Top 5 Money Lessons for Physicians

By Jimmy Turner, MD
The Physician Philosopher

The Pareto principle states that 20% of your work often produces 80% of the results?  I believe in the Pareto principle so much that I subtitled my book “The 20% of Personal Finance Doctors Need to Know to Get 80% of the results.”  This begs the all important question, what makes the 20% you need to know, and what doesn’t?  Here are the top 5 money lessons for physicians! 

And, if you have an upcoming commute to work, here is our most recent Financial Residency podcast on a similar topic!  Click below to listen:

1. The Basics

The first money lesson is to learn the basics, which can vary from person to person.  Your basics might be different from mine.  

In any money discussion, the basics should start with cash flow and budgeting (hopefully backwards budgeting)!  You might determine your cashflow by tracking your spending, or by following each dollar to its final destination. Regardless, you need to know where your money is going. 

My wife and I aren’t into zero dollar budgeting. In other words, we don’t have a job for every single dollar we earn.  In fact, we don’t do any type of tracking at this point, because (non-backwards) budgeting is for rookies.

We don’t have a plan for every dollar, our thing is prioritizing where our money goes and hitting our predetermined goals every month. That means we do have an idea of how much we make and how much spend every month, but after we reach our savings goals, we don’t follow the dollars.  

Instead, we use intentional spending habits with what is left however our heart pleases.

Emergency Fund

In the beginning the best way to start building wealth is to track your spending for three to six months.  Otherwise, you won’t know how much your current lifestyle costs if the money stops pouring into your bank account.

Before you jump into refinancing your student loans, saving for your children’s education, building your future intentions, or investing… you’ll need to start an emergency fund.

Once that fund is in place, it will save you from accruing credit card debt (which is another financial emergency) if you’re in a tight spot.

The 50/25/25 Principle

Let’s say you haven’t really ever thought about your spending.  Where should you start?

A popular method of cash flow planning is the 50/25/25 principle, which involves dividing up your take-home pay.

  • 50% Fixed expenses
  • 25% Variable expenses
  • 25% Paying yourself first 

The fixed and variable expenses come from the Big 5 Spending Categories that most of us have.  Make sure to reign these in thoughtfully so that you can pay yourself first.

Speaking of paying yourself first, unlike the 50/25/25 model, I think that at least 30% of your income should be waging WAR (Wealth Accumulation Rate).  It’s the paying yourself first that will be used to create your emergency fund that I wrote about earlier.  After the emergency fund, you can start putting this 25-30% towards paying off your student loans and investing.

Because you are planning ahead, and paying for a variable, future expenses. On the other hand, an example of a fixed expense would be your monthly childhood expenses. 

2. Interacting with The Financial Industry

The second money lesson involves lerning how to “fight fair” with the financial industry. 

In my financial journey, my first major money lesson involved a disability insurance debacle from an insurance salesman who didn’t know what he was doing.  And I didn’t know what I needed to know about disability insurance either. 

It’s a lesson that I believe should be included in every new attending physician’s financial education. At the very least, physicians should have access to insurance salesman you can trust

Yet, the interactions with the financial industry don’t stop with insurance products.  Many of you may also want financial advice.  When seeking this advice, the most important question you can ask is,

“How do you get paid?”

Given information:
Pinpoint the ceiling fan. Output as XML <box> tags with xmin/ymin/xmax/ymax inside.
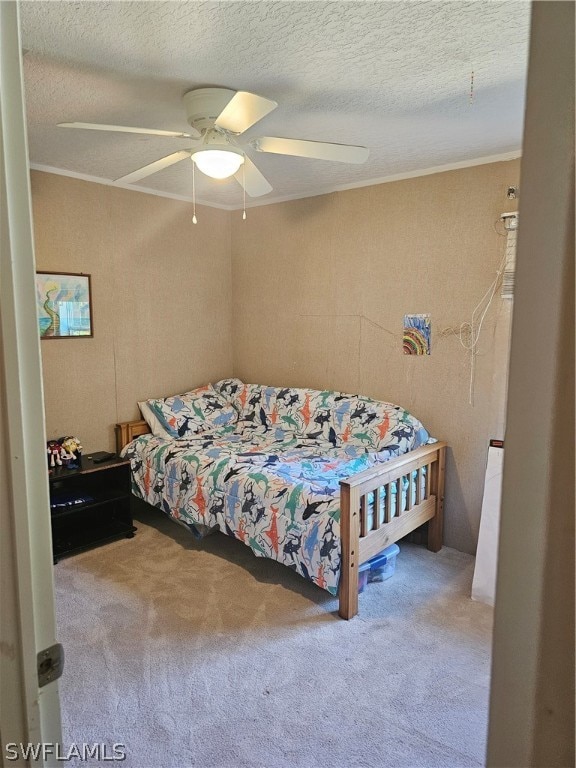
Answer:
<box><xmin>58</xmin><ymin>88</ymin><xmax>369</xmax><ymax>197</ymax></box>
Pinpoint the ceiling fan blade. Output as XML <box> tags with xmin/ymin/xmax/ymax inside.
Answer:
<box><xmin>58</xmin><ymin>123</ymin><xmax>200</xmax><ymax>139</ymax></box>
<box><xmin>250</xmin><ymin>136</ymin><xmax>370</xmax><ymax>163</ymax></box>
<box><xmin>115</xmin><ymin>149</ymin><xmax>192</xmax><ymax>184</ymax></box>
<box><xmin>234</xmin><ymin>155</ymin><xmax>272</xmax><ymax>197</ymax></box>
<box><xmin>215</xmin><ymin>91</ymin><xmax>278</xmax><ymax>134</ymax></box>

To do:
1 – Answer these from the article on money lessons for physicians:
(a) How does the 50/25/25 principle split take-home pay?
(b) For how many months does the article say to track spending when starting to build wealth?
(c) When seeking financial advice, what does the article call the most important question to ask?
2 – Carry the article on money lessons for physicians forward from its final line.

Written responses:
1 –
(a) 50% to fixed expenses, 25% to variable expenses, and 25% to paying yourself first.
(b) Three to six months.
(c) "How do you get paid?"

2 –
This question is important, because it helps you understand where conflicts of interest might exist. Otherwise, if there is a commission or kickback that you don’t know about, they’ll have the incentive to push products that might not be in your best interest.  All just to make a buck.

As a consumer, you need to get advice, for the lowest price, in an atmosphere that has the least conflict of interest. Those ideas will lead you to a fee-only financial planner. 

If that’s too much work for you, then simply consult The Physician Philosopher’s recommended financial advisor list where all of the financial advisors meet the gold-standard of financial advising.

As a parting shot on this topic…just remember that a “fee-only” advisor is the “only” kind of advisor you should use.

3. Student Loans 

The third money lesson is the most important to the 80% of physicians who graduate with an average of $200,000 in student loan debt.  As a new attending physician, student loans can be terrifying. 

It’s a huge, and important topic to include in your money lessons. It definitely can have an impact on your ability to achieve financial independence.  It’s so important that I wrote two chapters on this subject in my book.   

When considering Public Service Loan Forgiveness (PSLF) versus private refinancing ladders, it can be a confusing topic. I also include some ideas on how to figure out which one is best for your situation.  

So, where do I start on teaching people how to think through their student loan dilemma?  I start with your debt to income ratio (DIR). That is the factor that will help you figure out which is best. Will that be PSLF? Will it be refinancing?

If your DIR is > than 2, you should almost certainly be considering PSLF.  If it is < 1, privately refinancing makes a lot more sense most of the time.  If you are somewhere in between 1-2, then a conversation and running the numbers will likely be required!

It’s not a one size fits all decision, your individual variables will directly affect which direction you choose. 

4.  Investing

The number one question that I get on this site and in person involves whether someone should be investing or paying off debt.  So, if student loans is one of the five most important money lessons for doctors, then investing easily makes the list, too.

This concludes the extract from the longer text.